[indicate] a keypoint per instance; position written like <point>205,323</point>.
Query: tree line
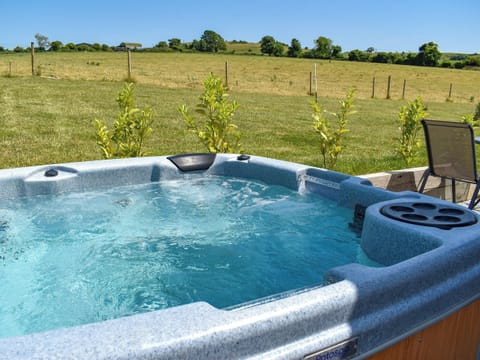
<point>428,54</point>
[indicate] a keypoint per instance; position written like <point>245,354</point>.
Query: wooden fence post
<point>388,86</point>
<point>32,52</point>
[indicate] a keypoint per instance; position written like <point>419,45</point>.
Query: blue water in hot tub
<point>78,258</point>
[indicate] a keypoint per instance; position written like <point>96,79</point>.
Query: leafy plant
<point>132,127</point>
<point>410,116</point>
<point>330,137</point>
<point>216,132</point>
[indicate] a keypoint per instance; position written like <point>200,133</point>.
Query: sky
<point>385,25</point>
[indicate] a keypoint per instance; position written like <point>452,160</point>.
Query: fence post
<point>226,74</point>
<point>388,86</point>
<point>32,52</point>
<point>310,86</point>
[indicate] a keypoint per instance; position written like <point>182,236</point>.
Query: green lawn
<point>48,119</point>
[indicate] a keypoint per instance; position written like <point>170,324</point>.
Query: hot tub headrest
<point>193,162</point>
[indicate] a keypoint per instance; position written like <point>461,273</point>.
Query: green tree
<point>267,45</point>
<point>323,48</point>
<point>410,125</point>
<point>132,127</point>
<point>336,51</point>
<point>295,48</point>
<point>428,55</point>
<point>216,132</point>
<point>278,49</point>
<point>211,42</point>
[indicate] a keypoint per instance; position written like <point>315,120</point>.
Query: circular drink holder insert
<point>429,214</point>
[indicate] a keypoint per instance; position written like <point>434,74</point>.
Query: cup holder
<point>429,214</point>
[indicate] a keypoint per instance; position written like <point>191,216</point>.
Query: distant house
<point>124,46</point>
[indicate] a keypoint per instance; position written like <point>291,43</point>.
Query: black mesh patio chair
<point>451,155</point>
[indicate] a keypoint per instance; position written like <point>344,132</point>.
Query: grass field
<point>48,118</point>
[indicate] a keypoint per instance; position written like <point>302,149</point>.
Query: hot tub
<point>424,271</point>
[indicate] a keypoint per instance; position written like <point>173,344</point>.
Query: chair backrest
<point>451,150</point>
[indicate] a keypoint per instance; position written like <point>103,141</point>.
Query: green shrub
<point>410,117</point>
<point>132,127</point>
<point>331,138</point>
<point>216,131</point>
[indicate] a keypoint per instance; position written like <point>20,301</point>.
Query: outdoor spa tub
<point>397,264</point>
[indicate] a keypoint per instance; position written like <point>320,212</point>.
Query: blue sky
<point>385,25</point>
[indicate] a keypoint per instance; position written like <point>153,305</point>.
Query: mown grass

(Objective):
Please copy the material above without any change, from the line with "written like <point>419,45</point>." to the line with "<point>48,119</point>", including both of those lines.

(Expected answer):
[indicate] a keypoint per instance; position written like <point>419,45</point>.
Query: blue water in hot tub
<point>78,258</point>
[indicate] a keypoint per instance; position written like <point>96,79</point>.
Query: leafy plant
<point>132,127</point>
<point>410,116</point>
<point>330,137</point>
<point>216,132</point>
[indicate] a keypoint per instance; position written like <point>200,133</point>.
Query: sky
<point>385,25</point>
[indicate] a keypoint per instance; position written like <point>452,160</point>.
Query: fence post
<point>226,74</point>
<point>388,86</point>
<point>32,52</point>
<point>310,86</point>
[indicate] a keypoint per instance; position written like <point>182,236</point>.
Query: green lawn
<point>48,119</point>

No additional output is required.